Bei mir geht dein Beispiel.
Hast du die Java-Datei kompiliert und befindet sich die .class im selben Verzeichnis wie die HTML-Datei ?

Wenn ja stimmt vielleicht was mit deiner Java VM im Browser nicht.

PS: wenn du die Felder ausgefüllt zeichnest siehts mehr nach Schachbrett aus.
Bei dir beginnt jede Zeile mit einem schwarzen Feld, sollte man auch abwechseln.
Und ein Refresh, damit die Zeichnung nicht gelöscht wird wenn etwas das Fenster verdeckt, dann ist es fast perfekt


----------



## PsychoSam (1. Oktober 2003)

hmm wie gesagt ich krieg halt sowas wie als ob ich ein bild mit nem ungültigem pfad eingegeben hätte
und es geht immer noch net 
die VM machine müsse eigentlich ok sin, weil ich erst gestern Jbuilder druf gemacht habe
ich hab aber vorher mei JSDK1.3 net deinstalliert
könnte es daran hänge?

das mim fillrect und der zeilenweise abwechslung habe ich nu aktualisiert


----------



## Retlaw (1. Oktober 2003)

Laufen andere Applets bei dir ?
Wenn nicht liegts wohl an der VM oder dem Browser.


----------

-*-*-

- **Aufgabe**:
Was hat PsychoSam laut dem Forumsauszug vor dem Installieren von JBuilder nicht deinstalliert?

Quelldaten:

-*-*-

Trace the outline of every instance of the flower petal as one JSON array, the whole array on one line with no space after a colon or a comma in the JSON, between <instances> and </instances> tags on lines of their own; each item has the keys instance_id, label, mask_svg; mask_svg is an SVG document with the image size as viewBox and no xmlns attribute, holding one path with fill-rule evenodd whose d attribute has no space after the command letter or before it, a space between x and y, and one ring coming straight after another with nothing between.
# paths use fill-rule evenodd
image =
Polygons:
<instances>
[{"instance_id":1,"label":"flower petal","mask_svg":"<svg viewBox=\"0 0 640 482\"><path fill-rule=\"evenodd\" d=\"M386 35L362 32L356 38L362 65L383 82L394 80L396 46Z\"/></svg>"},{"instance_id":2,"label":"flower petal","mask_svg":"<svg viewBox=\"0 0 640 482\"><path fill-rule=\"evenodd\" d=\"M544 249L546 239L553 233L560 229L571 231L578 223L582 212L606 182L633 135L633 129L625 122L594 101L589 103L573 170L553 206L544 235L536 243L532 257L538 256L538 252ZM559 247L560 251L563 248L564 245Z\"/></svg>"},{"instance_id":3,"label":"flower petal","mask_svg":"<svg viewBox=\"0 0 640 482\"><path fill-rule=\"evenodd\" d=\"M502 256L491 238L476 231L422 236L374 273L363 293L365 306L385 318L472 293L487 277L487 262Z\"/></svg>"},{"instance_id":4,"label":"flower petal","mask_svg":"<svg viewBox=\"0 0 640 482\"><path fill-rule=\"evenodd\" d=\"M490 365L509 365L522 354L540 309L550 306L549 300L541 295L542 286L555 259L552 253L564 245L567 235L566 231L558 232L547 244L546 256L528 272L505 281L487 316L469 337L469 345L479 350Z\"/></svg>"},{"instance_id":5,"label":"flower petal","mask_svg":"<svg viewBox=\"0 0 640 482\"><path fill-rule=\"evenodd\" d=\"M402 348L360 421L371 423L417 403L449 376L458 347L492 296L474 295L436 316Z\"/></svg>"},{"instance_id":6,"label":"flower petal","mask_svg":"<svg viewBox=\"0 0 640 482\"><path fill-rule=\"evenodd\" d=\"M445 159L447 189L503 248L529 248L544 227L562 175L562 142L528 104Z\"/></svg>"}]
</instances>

-*-*-

- **Antwort**:
Sein JSDK 1.3.